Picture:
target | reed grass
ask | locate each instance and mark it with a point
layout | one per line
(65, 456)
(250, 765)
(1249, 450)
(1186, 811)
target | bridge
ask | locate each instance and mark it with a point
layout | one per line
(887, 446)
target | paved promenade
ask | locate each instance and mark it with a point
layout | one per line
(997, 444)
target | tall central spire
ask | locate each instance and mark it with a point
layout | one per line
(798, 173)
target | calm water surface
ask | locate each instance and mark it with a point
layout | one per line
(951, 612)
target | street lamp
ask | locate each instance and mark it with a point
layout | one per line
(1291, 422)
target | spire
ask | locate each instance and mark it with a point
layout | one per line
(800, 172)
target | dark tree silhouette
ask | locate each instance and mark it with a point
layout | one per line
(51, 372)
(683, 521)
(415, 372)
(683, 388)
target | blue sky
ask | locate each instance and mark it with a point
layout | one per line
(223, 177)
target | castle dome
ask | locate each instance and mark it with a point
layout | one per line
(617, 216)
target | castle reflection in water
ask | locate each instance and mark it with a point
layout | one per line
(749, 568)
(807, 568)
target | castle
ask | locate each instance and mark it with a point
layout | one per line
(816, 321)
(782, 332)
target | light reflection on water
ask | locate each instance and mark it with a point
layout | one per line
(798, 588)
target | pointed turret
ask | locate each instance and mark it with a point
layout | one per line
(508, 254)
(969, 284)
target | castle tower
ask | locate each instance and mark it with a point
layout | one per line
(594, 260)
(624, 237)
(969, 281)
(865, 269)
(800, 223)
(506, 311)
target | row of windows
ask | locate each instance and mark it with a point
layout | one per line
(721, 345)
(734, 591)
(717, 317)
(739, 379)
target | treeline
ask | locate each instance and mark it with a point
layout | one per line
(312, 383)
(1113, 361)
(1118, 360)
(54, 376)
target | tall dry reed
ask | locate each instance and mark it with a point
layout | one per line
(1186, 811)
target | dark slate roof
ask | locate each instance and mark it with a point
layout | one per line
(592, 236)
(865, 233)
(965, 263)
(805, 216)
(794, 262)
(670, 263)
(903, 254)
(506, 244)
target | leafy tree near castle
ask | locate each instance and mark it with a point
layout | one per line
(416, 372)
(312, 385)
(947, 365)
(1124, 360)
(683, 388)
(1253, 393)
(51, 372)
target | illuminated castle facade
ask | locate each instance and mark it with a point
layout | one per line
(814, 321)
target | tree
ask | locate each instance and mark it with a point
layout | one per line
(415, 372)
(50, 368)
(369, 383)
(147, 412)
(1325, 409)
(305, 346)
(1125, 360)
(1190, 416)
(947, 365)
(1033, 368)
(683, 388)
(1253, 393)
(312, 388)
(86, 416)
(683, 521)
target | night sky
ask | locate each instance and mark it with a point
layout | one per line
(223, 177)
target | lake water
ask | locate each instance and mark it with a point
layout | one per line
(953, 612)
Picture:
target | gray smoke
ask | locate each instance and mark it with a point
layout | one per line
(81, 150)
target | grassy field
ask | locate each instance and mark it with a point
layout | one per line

- INSTRUCTIONS FOR THE TASK -
Reproduce the listing in full. Change nothing.

- RESULT -
Picture:
target | reed grass
ask | locate each instance and mark it with a point
layout | one per line
(65, 456)
(250, 765)
(1249, 450)
(1186, 811)
target | bridge
ask | locate each instance and mark it with a point
layout | one per line
(887, 446)
target | paved promenade
ask | locate each instance and mark it with a point
layout | one per line
(997, 444)
target | tall central spire
ask | locate each instance and mark it with a point
layout | one per line
(798, 173)
target | calm water surface
ask | locate each instance and mark it with a point
layout | one per line
(951, 612)
target | street lamp
ask | locate each instance and mark it with a point
layout | one per line
(1291, 422)
target | spire
ask | locate each instance and mark it with a point
layout | one per line
(800, 172)
target | dark tree silhouette
ask | locate each instance and mark it with a point
layout | one per line
(51, 372)
(683, 521)
(415, 372)
(683, 388)
target | blue sky
ask | locate each instance and mark it with a point
layout | one per line
(223, 177)
target | castle dome
ask | locate each instance and mark it with a point
layout | one per line
(617, 216)
target | castle reflection in water
ask | locate each instance and mark it with a point
layout | one per line
(749, 568)
(807, 568)
target | castle
ask | locate each instance and mark it with a point
layout | one per line
(816, 321)
(782, 332)
target | light reflection on water
ask | locate each instance and mark it with a point
layout | one per line
(798, 588)
target | pointed turret
ask | locate each instance and mark it with a point
layout | one per line
(508, 254)
(969, 284)
target | castle tower
ask | locate each instance and mark it with a point
layout | one per line
(594, 260)
(624, 237)
(969, 281)
(865, 269)
(800, 223)
(506, 311)
target | row of windows
ask | locate each instance and mark it with a point
layout | one per line
(721, 345)
(734, 591)
(717, 317)
(739, 379)
target | treeline
ask | locate each instance and mark it with a point
layout | one per line
(312, 383)
(1113, 361)
(1118, 360)
(54, 376)
target | tall dry reed
ask | locate each instance and mark it with a point
layout | one per line
(1186, 811)
target | dark slate roof
ask | locate each instance and mark it with a point
layout | one per line
(592, 236)
(865, 233)
(965, 263)
(805, 216)
(794, 262)
(670, 263)
(903, 254)
(506, 244)
target | leafy tree near castle
ask | locate each instance and mark it with a point
layout | one per line
(416, 372)
(312, 385)
(947, 365)
(1124, 360)
(683, 388)
(1253, 393)
(51, 372)
target | illuminated castle facade
ask | locate each instance and mark it with a point
layout | one per line
(814, 321)
target | tree
ask | locate each instance and mark it with a point
layout | one per line
(415, 372)
(50, 368)
(369, 383)
(147, 412)
(1325, 409)
(305, 346)
(1125, 360)
(1190, 416)
(947, 365)
(1033, 368)
(683, 388)
(1253, 393)
(312, 388)
(86, 416)
(683, 521)
target | night sky
ask | locate each instance and mark it with a point
layout | one per line
(223, 177)
target | lake water
ask | locate each instance and mark it with a point
layout | one per line
(953, 612)
Picture:
target | gray smoke
ask | locate each instance and mark it with a point
layout | one per line
(81, 150)
target | grassy field
ask | locate each instance and mark it with a point
layout | one per line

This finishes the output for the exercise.